_What you should do_:
Produce an exact copy of all records below.

_Data for analysis_:
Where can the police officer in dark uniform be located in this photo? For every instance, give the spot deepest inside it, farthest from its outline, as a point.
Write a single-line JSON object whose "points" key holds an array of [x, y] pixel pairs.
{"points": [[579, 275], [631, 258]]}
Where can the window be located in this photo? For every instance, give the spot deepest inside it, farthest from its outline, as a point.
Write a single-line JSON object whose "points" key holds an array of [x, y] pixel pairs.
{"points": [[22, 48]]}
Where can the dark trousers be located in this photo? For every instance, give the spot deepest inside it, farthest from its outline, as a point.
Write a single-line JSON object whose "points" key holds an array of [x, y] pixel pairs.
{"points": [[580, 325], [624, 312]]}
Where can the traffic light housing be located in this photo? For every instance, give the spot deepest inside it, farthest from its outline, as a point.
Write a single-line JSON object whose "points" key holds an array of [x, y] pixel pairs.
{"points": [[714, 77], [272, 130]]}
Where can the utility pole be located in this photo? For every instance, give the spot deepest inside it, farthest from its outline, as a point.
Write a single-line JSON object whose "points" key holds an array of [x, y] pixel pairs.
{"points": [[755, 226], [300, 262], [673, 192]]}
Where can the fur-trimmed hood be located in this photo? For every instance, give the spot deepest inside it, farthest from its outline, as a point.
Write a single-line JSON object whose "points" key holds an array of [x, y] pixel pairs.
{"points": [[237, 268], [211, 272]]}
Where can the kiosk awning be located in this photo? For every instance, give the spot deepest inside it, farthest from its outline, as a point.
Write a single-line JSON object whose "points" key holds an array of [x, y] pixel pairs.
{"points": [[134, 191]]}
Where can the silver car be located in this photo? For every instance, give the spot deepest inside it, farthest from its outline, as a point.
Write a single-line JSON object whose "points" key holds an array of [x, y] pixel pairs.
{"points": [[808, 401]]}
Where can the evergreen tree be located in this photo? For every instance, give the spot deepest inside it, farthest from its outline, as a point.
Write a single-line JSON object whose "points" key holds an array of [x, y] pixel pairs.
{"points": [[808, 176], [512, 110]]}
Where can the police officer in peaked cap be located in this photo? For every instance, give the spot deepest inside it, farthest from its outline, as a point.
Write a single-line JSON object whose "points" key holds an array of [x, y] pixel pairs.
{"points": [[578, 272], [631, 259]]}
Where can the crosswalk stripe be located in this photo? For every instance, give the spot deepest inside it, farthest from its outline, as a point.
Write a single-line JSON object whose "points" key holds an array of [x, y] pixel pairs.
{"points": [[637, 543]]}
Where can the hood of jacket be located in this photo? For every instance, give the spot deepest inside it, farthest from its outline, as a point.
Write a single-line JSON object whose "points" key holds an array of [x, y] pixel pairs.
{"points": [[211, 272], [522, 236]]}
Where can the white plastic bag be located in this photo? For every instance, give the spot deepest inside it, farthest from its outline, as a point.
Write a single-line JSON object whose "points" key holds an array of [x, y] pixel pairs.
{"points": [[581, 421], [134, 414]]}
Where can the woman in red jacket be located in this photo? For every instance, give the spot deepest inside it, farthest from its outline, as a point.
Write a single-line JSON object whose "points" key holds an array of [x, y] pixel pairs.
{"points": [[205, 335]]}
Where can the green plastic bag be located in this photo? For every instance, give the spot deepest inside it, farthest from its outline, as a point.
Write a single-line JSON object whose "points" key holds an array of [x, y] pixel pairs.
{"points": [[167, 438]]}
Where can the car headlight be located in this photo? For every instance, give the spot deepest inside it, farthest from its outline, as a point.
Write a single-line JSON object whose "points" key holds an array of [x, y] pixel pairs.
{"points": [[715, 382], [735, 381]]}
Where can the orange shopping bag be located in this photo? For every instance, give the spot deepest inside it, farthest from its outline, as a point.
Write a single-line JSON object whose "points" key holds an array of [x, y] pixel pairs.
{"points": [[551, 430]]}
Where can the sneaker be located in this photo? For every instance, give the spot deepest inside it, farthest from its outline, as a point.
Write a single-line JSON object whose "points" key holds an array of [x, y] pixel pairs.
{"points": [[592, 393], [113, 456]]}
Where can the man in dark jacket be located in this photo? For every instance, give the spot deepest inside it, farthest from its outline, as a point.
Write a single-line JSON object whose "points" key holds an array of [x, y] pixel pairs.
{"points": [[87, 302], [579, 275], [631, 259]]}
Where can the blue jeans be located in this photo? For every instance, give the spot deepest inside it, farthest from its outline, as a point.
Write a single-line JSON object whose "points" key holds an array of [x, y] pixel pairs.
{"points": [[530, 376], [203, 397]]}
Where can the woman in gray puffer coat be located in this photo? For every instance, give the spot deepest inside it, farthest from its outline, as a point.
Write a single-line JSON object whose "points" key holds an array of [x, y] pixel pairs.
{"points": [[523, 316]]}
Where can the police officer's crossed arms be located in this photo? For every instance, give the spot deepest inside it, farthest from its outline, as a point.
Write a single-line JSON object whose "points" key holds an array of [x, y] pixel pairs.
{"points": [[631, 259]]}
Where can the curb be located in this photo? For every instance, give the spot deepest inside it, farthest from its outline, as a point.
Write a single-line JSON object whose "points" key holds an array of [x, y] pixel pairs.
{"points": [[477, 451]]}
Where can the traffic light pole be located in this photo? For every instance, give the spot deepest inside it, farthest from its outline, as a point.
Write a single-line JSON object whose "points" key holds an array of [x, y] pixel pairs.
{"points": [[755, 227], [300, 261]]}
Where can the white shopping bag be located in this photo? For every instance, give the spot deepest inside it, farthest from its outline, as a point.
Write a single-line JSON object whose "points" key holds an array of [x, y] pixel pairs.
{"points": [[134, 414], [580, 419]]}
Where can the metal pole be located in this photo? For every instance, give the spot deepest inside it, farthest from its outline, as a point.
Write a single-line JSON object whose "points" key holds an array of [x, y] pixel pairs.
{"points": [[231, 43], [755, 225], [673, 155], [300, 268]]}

_Final answer_:
Where can the police officer in dark uniform be located in this photo? For every instance, give the spot deepest inside it, farthest from its outline, as a point.
Write a single-line JSON object whose "points" key holds an array of [x, y] pixel pairs.
{"points": [[579, 275], [631, 258]]}
Where can the window be located in this photo? For every instance, give the spot deepest inside it, farthest from its outline, as a point.
Write a single-line JSON object whose "points" key holds an array of [x, y] pixel pairs.
{"points": [[22, 48]]}
Where can the dark trousers be located in this photo? For every instance, give the spot deepest inside it, farthest from its outline, as a point.
Write a single-line JSON object whose "points" key holds an array of [x, y] pixel pairs.
{"points": [[580, 325], [624, 312]]}
Where can the traffic light housing be located in this photo? For every instance, give the spot deepest inside it, farthest from its outline, as a point.
Write a single-line JSON object whose "points" key holds an array of [x, y] pixel pairs.
{"points": [[714, 77], [272, 130]]}
Where can the utility pole be located in this photo? For every instance, give the spot deepest inside it, farthest from its outline, as a point.
Write a single-line JSON object whose "points" key holds an array of [x, y] pixel pairs.
{"points": [[755, 226], [300, 262], [673, 192]]}
Where can the fur-trimmed hood be located in this photo? For every instance, give the spot deepest inside it, farthest from its outline, as a point.
Write a single-line JSON object whose "points" key holds an array of [x, y] pixel pairs.
{"points": [[237, 268], [211, 272]]}
Where can the kiosk awning be located in this photo? For every instance, give the spot deepest inside it, farthest from its outline, as a point.
Write a single-line JSON object whose "points" key holds an array of [x, y] pixel pairs.
{"points": [[134, 191]]}
Where can the silver car be located in this photo? For every instance, give the spot deepest inside it, farthest from its outline, as a point.
Write a single-line JSON object whose "points" key holds an array of [x, y] pixel pairs.
{"points": [[808, 401]]}
Where can the evergreen tree be located in this photo? For every instance, give the spot deepest inside it, farthest from its outline, as a point.
Write a single-line JSON object whose "points" key holds an array of [x, y] pixel pairs.
{"points": [[808, 176], [512, 110]]}
Where can the police officer in peaked cap be located in this photo? For every instance, give the spot deepest inside it, farthest from its outline, as a point.
Write a single-line JSON object whose "points" key holds an array of [x, y] pixel pairs.
{"points": [[578, 272], [631, 259]]}
Where can the crosswalk stripe be located in this photo? For every instance, give the spot deepest inside it, farthest from its outline, as a point.
Write a single-line JSON object whose "points" key holds an array of [x, y] pixel pairs.
{"points": [[637, 543]]}
Where can the hood of jacket be located in this photo? For every instance, give the spot deepest inside it, farthest from its outline, as a point.
Write a single-line JSON object whose "points" key holds an array of [x, y] pixel pairs.
{"points": [[211, 272], [522, 236]]}
Where can the white plastic bag be located in this photo? For every instance, give the spot deepest inside it, farthest from its outline, as a point.
Write a single-line JSON object whose "points" key holds an array of [x, y] pixel pairs.
{"points": [[581, 421], [134, 414]]}
Where can the woman in red jacket be located in this photo? For every instance, give the spot deepest inside it, farthest from its outline, as a point.
Write a single-line JSON object whose "points" key holds an array of [x, y] pixel pairs.
{"points": [[205, 335]]}
Where can the green plastic bag be located in this photo? For every instance, give the spot deepest inside it, farthest from its outline, as a point.
Write a single-line JSON object whose "points" key holds an array of [x, y] pixel pairs.
{"points": [[167, 438]]}
Where can the car headlight be located in this photo? For every instance, give the spot deepest inside it, farthest from its outline, as a point.
Write a single-line JSON object whose "points" key holds an array of [x, y] pixel pairs.
{"points": [[715, 382], [735, 381]]}
Where can the orange shopping bag be located in this photo? For every instance, give the spot deepest inside it, farthest from its outline, as a point.
Write a single-line JSON object whose "points" key holds an array of [x, y] pixel pairs.
{"points": [[551, 430]]}
Where can the sneaker be located in this photo? For every instance, give the spot deepest inside it, farthest from its outline, as a point.
Write a single-line JSON object whose "points" key holds an array of [x, y] pixel pairs.
{"points": [[592, 393], [113, 456]]}
Where can the man in dark jacket be located in this photo? For every instance, give the spot deepest inside it, farthest from its outline, as a point.
Write a single-line JSON object whose "points" key holds an array of [x, y] pixel pairs.
{"points": [[87, 302], [579, 275], [631, 259]]}
Where can the blue jeans be located in this photo? For every instance, give the spot deepest inside it, farthest from its outline, as a point.
Write a single-line JSON object whose "points" key holds an array of [x, y] pixel pairs.
{"points": [[530, 376], [203, 397]]}
Where can the woman in gray puffer coat be located in this photo? For every instance, give the spot deepest inside it, farthest from its outline, as a point.
Write a single-line JSON object whose "points" key holds an array of [x, y] pixel pairs.
{"points": [[523, 316]]}
Where can the police officer's crossed arms be located in this photo? For every instance, give the spot deepest inside it, farthest from its outline, as a point.
Write a single-line JSON object whose "points" key holds an array of [x, y] pixel pairs.
{"points": [[631, 259]]}
Where can the curb be located in this photo? For every instance, give the spot deepest inside it, farthest from its outline, as a point.
Write a single-line JSON object whose "points" key holds an array of [x, y] pixel pairs.
{"points": [[477, 451]]}
Where can the traffic light pole be located in this photo? For every instance, give the spot deepest inside it, farthest from its outline, as a point.
Write a single-line JSON object whose "points" key holds an array of [x, y] pixel pairs.
{"points": [[755, 227], [300, 261]]}
Where can the white shopping bag be located in this photo? For every instance, give the spot deepest inside it, farthest from its outline, as a point.
Write a single-line JSON object whose "points" key holds an array of [x, y] pixel pairs.
{"points": [[134, 414], [580, 419]]}
Where can the metal pole be located in this photo? For every instance, give the spot deepest inside it, farthest from its outline, as a point.
Write a single-line JSON object whose "points" key holds an array of [x, y] pixel pairs.
{"points": [[231, 43], [755, 225], [673, 155], [300, 268]]}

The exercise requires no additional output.